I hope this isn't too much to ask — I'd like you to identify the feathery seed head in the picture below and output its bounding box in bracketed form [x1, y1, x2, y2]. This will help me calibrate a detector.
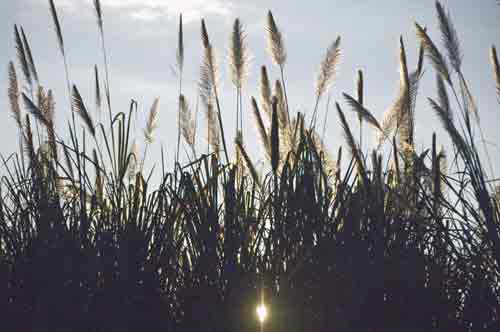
[267, 11, 287, 66]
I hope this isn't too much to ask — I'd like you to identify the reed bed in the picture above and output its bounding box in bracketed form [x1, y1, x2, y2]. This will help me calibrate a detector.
[0, 0, 500, 332]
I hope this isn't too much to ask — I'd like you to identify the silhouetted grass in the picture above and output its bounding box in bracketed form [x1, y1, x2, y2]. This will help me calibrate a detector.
[0, 0, 500, 332]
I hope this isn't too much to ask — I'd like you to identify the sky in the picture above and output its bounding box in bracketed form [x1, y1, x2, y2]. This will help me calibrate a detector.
[0, 0, 500, 173]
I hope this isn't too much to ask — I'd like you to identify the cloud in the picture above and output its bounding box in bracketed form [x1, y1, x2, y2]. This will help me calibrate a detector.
[101, 0, 233, 23]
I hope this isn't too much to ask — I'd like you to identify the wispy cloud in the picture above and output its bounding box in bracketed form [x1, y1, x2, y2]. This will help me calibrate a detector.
[35, 0, 234, 23]
[101, 0, 233, 22]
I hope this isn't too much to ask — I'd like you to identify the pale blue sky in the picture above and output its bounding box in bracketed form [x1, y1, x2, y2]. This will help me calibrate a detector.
[0, 0, 500, 174]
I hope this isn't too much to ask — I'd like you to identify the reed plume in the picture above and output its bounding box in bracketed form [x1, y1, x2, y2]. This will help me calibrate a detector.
[316, 36, 341, 99]
[377, 37, 412, 147]
[127, 139, 139, 182]
[311, 36, 341, 128]
[7, 61, 23, 132]
[23, 114, 36, 165]
[179, 94, 196, 155]
[260, 66, 272, 120]
[415, 23, 452, 85]
[229, 18, 250, 89]
[274, 80, 289, 128]
[270, 96, 280, 175]
[436, 75, 453, 116]
[14, 25, 33, 92]
[342, 93, 383, 133]
[49, 0, 65, 57]
[335, 103, 367, 183]
[205, 102, 220, 155]
[252, 97, 271, 160]
[175, 14, 184, 164]
[266, 11, 286, 66]
[436, 1, 462, 73]
[21, 27, 39, 85]
[198, 19, 229, 162]
[490, 45, 500, 97]
[22, 92, 49, 127]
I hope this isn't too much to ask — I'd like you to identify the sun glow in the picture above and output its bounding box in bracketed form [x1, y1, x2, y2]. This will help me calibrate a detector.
[257, 303, 267, 324]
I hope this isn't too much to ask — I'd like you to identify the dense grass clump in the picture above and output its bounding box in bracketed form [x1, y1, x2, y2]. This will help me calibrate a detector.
[0, 0, 500, 332]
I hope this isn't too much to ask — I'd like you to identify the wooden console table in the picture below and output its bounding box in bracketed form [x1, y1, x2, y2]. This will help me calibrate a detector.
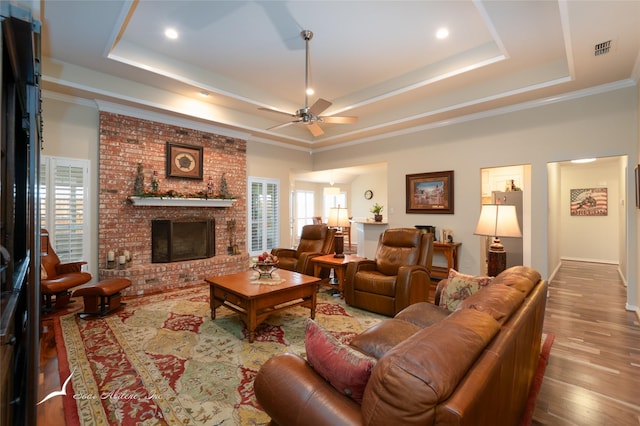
[431, 242, 462, 280]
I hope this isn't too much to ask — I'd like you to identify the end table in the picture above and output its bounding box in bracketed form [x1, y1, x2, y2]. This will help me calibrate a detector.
[311, 254, 366, 298]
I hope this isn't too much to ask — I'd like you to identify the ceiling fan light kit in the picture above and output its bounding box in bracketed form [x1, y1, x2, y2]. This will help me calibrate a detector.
[260, 30, 358, 138]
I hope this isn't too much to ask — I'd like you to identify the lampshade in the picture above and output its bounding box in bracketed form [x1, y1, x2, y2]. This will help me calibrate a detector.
[327, 206, 351, 227]
[474, 204, 522, 237]
[324, 186, 340, 195]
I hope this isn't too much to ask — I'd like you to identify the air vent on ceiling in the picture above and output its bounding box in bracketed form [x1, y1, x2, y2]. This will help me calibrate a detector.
[593, 40, 611, 56]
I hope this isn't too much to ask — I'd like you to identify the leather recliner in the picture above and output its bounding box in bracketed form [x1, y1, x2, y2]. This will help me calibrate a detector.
[271, 225, 336, 275]
[40, 229, 92, 312]
[344, 228, 433, 316]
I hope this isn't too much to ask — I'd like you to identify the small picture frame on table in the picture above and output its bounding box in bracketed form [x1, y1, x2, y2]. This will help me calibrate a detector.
[167, 142, 203, 180]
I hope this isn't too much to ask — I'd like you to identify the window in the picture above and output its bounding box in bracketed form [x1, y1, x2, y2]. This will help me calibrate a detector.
[295, 190, 315, 241]
[40, 156, 89, 263]
[323, 192, 348, 218]
[248, 177, 280, 256]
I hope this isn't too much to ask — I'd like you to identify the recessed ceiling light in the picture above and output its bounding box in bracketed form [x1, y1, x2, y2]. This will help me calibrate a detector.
[436, 28, 449, 40]
[571, 158, 596, 164]
[164, 28, 178, 40]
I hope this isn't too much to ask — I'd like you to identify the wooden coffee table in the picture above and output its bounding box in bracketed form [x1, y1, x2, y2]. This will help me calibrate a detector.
[205, 269, 320, 343]
[311, 254, 365, 297]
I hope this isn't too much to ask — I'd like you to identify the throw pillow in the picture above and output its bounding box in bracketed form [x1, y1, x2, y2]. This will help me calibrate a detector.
[304, 319, 376, 403]
[439, 269, 493, 311]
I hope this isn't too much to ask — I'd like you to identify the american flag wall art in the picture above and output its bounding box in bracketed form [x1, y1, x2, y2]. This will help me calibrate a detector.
[571, 188, 607, 216]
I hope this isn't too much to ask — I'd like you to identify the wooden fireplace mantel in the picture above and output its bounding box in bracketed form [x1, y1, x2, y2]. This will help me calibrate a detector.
[128, 196, 236, 207]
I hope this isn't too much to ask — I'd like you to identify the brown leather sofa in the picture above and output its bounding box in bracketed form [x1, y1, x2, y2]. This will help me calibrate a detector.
[40, 229, 91, 312]
[254, 266, 547, 426]
[344, 228, 433, 316]
[271, 224, 336, 275]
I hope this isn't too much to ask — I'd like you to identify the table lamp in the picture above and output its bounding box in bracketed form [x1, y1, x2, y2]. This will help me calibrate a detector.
[474, 204, 522, 277]
[327, 205, 351, 257]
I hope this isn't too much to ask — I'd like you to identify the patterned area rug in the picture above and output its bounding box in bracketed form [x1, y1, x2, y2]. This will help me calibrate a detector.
[56, 285, 383, 425]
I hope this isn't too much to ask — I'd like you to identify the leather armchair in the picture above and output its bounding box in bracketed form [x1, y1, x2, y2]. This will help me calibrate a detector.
[40, 229, 92, 311]
[344, 228, 433, 316]
[271, 225, 336, 275]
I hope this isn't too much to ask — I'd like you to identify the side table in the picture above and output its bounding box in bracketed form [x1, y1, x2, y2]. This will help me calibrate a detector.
[311, 254, 365, 297]
[431, 242, 462, 280]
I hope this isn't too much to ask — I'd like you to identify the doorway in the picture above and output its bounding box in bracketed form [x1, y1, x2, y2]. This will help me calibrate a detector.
[547, 156, 635, 276]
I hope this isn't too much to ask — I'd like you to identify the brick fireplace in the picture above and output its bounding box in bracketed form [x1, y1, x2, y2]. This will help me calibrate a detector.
[98, 112, 249, 295]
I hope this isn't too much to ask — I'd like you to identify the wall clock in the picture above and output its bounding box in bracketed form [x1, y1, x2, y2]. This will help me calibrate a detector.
[167, 142, 202, 180]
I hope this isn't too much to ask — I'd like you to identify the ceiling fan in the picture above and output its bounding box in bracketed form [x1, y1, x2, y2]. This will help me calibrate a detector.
[259, 30, 358, 137]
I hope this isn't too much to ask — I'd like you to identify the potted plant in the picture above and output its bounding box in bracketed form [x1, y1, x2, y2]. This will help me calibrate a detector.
[371, 203, 384, 222]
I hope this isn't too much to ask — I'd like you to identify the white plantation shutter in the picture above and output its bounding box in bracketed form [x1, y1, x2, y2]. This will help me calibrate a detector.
[248, 177, 280, 256]
[40, 156, 89, 263]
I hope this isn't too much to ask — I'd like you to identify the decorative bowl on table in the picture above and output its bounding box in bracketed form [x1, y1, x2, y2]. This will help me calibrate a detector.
[251, 262, 278, 278]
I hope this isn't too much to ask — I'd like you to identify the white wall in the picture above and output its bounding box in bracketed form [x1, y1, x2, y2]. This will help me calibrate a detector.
[247, 140, 311, 247]
[349, 166, 390, 221]
[41, 93, 100, 277]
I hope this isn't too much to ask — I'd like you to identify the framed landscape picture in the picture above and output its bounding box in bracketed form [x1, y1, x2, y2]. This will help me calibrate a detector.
[406, 170, 453, 214]
[167, 142, 202, 180]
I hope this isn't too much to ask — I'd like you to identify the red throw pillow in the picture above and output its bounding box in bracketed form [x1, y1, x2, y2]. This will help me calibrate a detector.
[304, 319, 376, 403]
[440, 268, 493, 312]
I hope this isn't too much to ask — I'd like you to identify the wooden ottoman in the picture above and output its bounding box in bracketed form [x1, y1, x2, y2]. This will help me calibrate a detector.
[73, 278, 131, 316]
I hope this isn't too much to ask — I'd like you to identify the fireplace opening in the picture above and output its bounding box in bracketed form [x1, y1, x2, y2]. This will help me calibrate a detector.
[151, 219, 216, 263]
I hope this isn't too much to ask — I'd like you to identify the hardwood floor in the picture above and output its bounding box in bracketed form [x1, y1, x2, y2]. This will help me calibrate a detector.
[533, 261, 640, 425]
[38, 261, 640, 426]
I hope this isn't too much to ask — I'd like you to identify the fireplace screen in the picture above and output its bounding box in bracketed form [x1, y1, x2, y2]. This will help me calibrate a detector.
[151, 219, 216, 263]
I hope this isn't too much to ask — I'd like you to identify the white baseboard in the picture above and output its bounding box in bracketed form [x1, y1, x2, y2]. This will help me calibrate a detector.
[560, 257, 620, 265]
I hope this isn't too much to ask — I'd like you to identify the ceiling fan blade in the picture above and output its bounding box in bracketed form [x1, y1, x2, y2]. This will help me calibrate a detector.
[258, 108, 297, 117]
[309, 98, 331, 115]
[267, 120, 299, 130]
[307, 121, 324, 138]
[319, 117, 358, 124]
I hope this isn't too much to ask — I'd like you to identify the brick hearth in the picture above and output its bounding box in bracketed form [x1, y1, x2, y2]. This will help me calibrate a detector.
[98, 112, 249, 295]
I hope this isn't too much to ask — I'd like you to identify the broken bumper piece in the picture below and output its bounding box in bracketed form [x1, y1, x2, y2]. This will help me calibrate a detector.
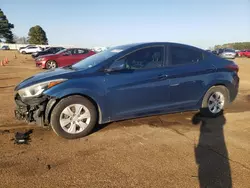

§ §

Recast as a numbered list the lines of the entries, starting with the line containing "identify the hardwood" and going on through the line containing "[319, 117, 358, 124]", both included. Leave out blank lines.

1. I hope this isn't too much to ask — I'd like you to identify the hardwood floor in the picture above and output its bounding box in bracketed form [x1, y1, x2, y2]. This will help me calibrate a detector.
2. [533, 261, 640, 425]
3. [38, 261, 640, 426]
4. I hope this isn't too much to ask — I'd like you to identify the fireplace screen in the picture above and output its bounding box in bracketed form [x1, y1, x2, y2]. This will help me calibrate a detector.
5. [151, 219, 216, 263]
6. I hope this isn't too much to ask — I'd like you to identify the white baseboard in the picture above and output its bounding box in bracketed form [x1, y1, x2, y2]. This will help me calibrate a detector.
7. [560, 257, 620, 265]
8. I hope this isn't too much to ask — I'd like you to identify the ceiling fan blade in the picture above and output its bounding box in bracketed form [x1, y1, x2, y2]. This will help me calibrate a detector.
9. [258, 108, 297, 117]
10. [309, 98, 331, 115]
11. [267, 120, 299, 130]
12. [307, 121, 324, 138]
13. [319, 117, 358, 124]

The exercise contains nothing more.